:: DATA FOR THIS EXERCISE ::

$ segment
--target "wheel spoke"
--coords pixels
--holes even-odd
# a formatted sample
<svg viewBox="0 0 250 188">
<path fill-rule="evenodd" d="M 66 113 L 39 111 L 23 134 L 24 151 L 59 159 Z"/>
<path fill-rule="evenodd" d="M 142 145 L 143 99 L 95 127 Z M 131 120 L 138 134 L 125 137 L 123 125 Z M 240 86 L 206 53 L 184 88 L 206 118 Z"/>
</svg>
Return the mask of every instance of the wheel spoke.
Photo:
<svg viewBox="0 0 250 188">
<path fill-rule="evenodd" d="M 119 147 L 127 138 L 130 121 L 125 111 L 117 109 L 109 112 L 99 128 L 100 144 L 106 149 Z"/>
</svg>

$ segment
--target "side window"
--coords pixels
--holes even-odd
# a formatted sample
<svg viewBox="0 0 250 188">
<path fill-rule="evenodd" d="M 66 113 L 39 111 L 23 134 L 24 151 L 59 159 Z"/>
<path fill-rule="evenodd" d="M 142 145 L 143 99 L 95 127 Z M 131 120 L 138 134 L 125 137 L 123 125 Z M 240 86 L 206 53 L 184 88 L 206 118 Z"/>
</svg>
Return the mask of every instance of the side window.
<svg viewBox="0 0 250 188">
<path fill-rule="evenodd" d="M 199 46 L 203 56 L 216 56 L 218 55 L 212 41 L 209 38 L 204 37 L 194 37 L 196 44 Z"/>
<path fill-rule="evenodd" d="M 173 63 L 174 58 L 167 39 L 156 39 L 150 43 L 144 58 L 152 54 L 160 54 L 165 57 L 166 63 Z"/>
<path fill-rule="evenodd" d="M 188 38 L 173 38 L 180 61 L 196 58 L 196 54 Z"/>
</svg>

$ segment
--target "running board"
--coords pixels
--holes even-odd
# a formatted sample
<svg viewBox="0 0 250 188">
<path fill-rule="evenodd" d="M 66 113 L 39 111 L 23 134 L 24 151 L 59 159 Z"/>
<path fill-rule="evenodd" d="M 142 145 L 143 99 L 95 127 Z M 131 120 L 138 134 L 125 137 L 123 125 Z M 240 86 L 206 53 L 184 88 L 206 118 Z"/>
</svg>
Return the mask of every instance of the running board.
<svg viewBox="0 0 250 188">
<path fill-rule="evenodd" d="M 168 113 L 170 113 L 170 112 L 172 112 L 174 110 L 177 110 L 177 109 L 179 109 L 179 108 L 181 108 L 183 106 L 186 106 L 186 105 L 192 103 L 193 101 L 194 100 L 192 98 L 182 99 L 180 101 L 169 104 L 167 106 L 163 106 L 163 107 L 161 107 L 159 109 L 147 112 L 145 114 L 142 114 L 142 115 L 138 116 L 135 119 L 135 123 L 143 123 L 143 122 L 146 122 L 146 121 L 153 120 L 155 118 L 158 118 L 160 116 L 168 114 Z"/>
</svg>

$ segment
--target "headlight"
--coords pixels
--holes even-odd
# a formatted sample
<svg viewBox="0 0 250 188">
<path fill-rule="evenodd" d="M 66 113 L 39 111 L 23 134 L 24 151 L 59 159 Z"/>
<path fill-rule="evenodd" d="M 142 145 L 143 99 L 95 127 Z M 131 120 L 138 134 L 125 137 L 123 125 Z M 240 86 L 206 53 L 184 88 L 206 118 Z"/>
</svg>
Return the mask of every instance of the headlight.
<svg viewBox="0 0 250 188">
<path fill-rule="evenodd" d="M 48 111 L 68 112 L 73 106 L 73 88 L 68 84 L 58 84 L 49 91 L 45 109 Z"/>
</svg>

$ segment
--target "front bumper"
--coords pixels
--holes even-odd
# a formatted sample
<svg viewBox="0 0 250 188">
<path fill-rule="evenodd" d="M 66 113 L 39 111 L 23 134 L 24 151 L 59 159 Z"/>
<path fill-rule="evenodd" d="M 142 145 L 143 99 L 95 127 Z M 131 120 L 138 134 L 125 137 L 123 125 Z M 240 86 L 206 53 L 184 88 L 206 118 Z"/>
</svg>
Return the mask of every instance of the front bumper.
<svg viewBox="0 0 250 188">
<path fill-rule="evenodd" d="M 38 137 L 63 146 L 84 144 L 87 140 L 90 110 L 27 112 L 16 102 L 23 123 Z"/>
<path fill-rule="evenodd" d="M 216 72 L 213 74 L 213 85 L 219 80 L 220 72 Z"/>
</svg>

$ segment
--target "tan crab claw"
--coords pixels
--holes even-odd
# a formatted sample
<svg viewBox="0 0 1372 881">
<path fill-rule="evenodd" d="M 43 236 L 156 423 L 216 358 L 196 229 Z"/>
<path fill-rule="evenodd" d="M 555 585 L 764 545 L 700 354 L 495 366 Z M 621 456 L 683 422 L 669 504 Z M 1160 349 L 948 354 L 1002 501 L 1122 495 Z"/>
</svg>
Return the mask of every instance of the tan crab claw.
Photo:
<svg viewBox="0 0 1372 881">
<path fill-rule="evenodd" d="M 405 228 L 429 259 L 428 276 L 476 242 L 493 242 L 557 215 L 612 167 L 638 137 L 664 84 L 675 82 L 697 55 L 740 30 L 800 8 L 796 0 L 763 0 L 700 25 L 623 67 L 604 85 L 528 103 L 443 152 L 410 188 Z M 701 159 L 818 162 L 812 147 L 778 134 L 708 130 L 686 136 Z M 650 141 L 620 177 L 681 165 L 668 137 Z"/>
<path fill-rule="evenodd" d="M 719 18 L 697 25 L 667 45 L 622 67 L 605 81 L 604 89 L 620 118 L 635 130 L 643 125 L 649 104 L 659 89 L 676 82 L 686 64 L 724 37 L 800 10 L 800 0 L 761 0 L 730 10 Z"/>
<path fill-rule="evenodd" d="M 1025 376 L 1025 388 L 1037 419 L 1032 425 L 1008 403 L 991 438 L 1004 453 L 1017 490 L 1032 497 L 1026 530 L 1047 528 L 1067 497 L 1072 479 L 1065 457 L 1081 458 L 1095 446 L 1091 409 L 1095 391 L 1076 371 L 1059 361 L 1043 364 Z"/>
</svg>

:::

- **EXERCISE PROMPT**:
Restate every record exactly, leaving nothing out.

- **IN RESPONSE**:
$ segment
--target "wheel spoke"
--coords pixels
--holes even-odd
# a formatted sample
<svg viewBox="0 0 250 188">
<path fill-rule="evenodd" d="M 66 113 L 39 111 L 23 134 L 24 151 L 59 159 Z"/>
<path fill-rule="evenodd" d="M 142 145 L 143 99 L 95 127 Z M 131 120 L 138 134 L 125 137 L 123 125 Z M 240 86 L 206 53 L 184 88 L 206 118 Z"/>
</svg>
Return the mask of every instance of the wheel spoke.
Photo:
<svg viewBox="0 0 250 188">
<path fill-rule="evenodd" d="M 119 147 L 127 138 L 130 121 L 125 111 L 117 109 L 109 112 L 99 128 L 100 144 L 106 149 Z"/>
</svg>

$ segment
--target "side window"
--coords pixels
--holes even-odd
# a formatted sample
<svg viewBox="0 0 250 188">
<path fill-rule="evenodd" d="M 66 113 L 39 111 L 23 134 L 24 151 L 59 159 Z"/>
<path fill-rule="evenodd" d="M 142 145 L 143 99 L 95 127 Z M 131 120 L 138 134 L 125 137 L 123 125 Z M 240 86 L 206 53 L 184 88 L 206 118 Z"/>
</svg>
Return the mask of every instance of the side window.
<svg viewBox="0 0 250 188">
<path fill-rule="evenodd" d="M 199 46 L 203 56 L 216 56 L 218 55 L 212 41 L 209 38 L 204 37 L 194 37 L 196 44 Z"/>
<path fill-rule="evenodd" d="M 173 63 L 174 58 L 167 39 L 156 39 L 150 43 L 144 58 L 152 54 L 160 54 L 165 57 L 166 63 Z"/>
<path fill-rule="evenodd" d="M 188 38 L 173 38 L 180 61 L 196 58 L 196 54 Z"/>
</svg>

$ segment
--target "running board"
--coords pixels
--holes even-odd
# a formatted sample
<svg viewBox="0 0 250 188">
<path fill-rule="evenodd" d="M 66 113 L 39 111 L 23 134 L 24 151 L 59 159 Z"/>
<path fill-rule="evenodd" d="M 142 145 L 143 99 L 95 127 Z M 131 120 L 138 134 L 125 137 L 123 125 Z M 240 86 L 206 53 L 184 88 L 206 118 Z"/>
</svg>
Return the mask of every instance of the running board.
<svg viewBox="0 0 250 188">
<path fill-rule="evenodd" d="M 168 113 L 170 113 L 170 112 L 172 112 L 174 110 L 177 110 L 177 109 L 179 109 L 179 108 L 181 108 L 183 106 L 186 106 L 186 105 L 192 103 L 193 101 L 194 100 L 192 98 L 182 99 L 180 101 L 169 104 L 167 106 L 163 106 L 163 107 L 161 107 L 159 109 L 147 112 L 145 114 L 142 114 L 142 115 L 138 116 L 135 119 L 135 123 L 143 123 L 143 122 L 146 122 L 146 121 L 153 120 L 155 118 L 158 118 L 160 116 L 168 114 Z"/>
</svg>

$ segment
--target "headlight"
--coords pixels
--holes even-odd
# a formatted sample
<svg viewBox="0 0 250 188">
<path fill-rule="evenodd" d="M 66 113 L 39 111 L 23 134 L 24 151 L 59 159 Z"/>
<path fill-rule="evenodd" d="M 142 145 L 143 99 L 95 127 Z M 131 120 L 138 134 L 125 137 L 123 125 Z M 240 86 L 206 53 L 184 88 L 206 118 Z"/>
</svg>
Return the mask of every instance of the headlight.
<svg viewBox="0 0 250 188">
<path fill-rule="evenodd" d="M 48 111 L 68 112 L 73 106 L 73 88 L 68 84 L 58 84 L 49 91 L 45 109 Z"/>
</svg>

$ segment
--target "front bumper"
--coords pixels
--holes even-odd
# a formatted sample
<svg viewBox="0 0 250 188">
<path fill-rule="evenodd" d="M 66 113 L 39 111 L 23 134 L 24 151 L 59 159 Z"/>
<path fill-rule="evenodd" d="M 142 145 L 143 99 L 95 127 Z M 131 120 L 138 134 L 125 137 L 123 125 Z M 240 86 L 206 53 L 184 88 L 206 118 Z"/>
</svg>
Return the mask of every instance of the front bumper.
<svg viewBox="0 0 250 188">
<path fill-rule="evenodd" d="M 38 137 L 63 146 L 84 144 L 87 140 L 90 110 L 27 112 L 16 102 L 23 123 Z"/>
<path fill-rule="evenodd" d="M 216 72 L 213 74 L 213 85 L 219 80 L 220 72 Z"/>
</svg>

$ segment
--target "tan crab claw"
--coords pixels
--holes even-odd
# a formatted sample
<svg viewBox="0 0 1372 881">
<path fill-rule="evenodd" d="M 43 236 L 156 423 L 216 358 L 196 229 Z"/>
<path fill-rule="evenodd" d="M 555 585 L 764 545 L 700 354 L 495 366 Z M 621 456 L 683 422 L 669 504 Z M 1160 349 L 948 354 L 1002 501 L 1122 495 Z"/>
</svg>
Return the mask of every instance of the tan crab claw.
Photo:
<svg viewBox="0 0 1372 881">
<path fill-rule="evenodd" d="M 405 228 L 429 259 L 428 276 L 476 242 L 493 242 L 557 215 L 612 167 L 638 137 L 664 84 L 675 82 L 697 55 L 740 30 L 800 8 L 796 0 L 763 0 L 700 25 L 623 67 L 604 85 L 528 103 L 443 152 L 410 188 Z M 701 159 L 818 162 L 812 147 L 778 134 L 708 130 L 686 136 Z M 650 141 L 620 177 L 681 165 L 668 137 Z"/>
<path fill-rule="evenodd" d="M 719 18 L 697 25 L 667 45 L 622 67 L 605 81 L 604 89 L 620 118 L 635 130 L 643 125 L 649 104 L 659 89 L 676 82 L 686 64 L 724 37 L 800 10 L 800 0 L 761 0 L 730 10 Z"/>
<path fill-rule="evenodd" d="M 1025 376 L 1025 388 L 1037 419 L 1032 425 L 1008 403 L 991 438 L 1004 453 L 1017 490 L 1032 497 L 1026 530 L 1047 528 L 1067 497 L 1072 479 L 1065 457 L 1081 458 L 1095 446 L 1091 409 L 1095 391 L 1076 371 L 1059 361 L 1043 364 Z"/>
</svg>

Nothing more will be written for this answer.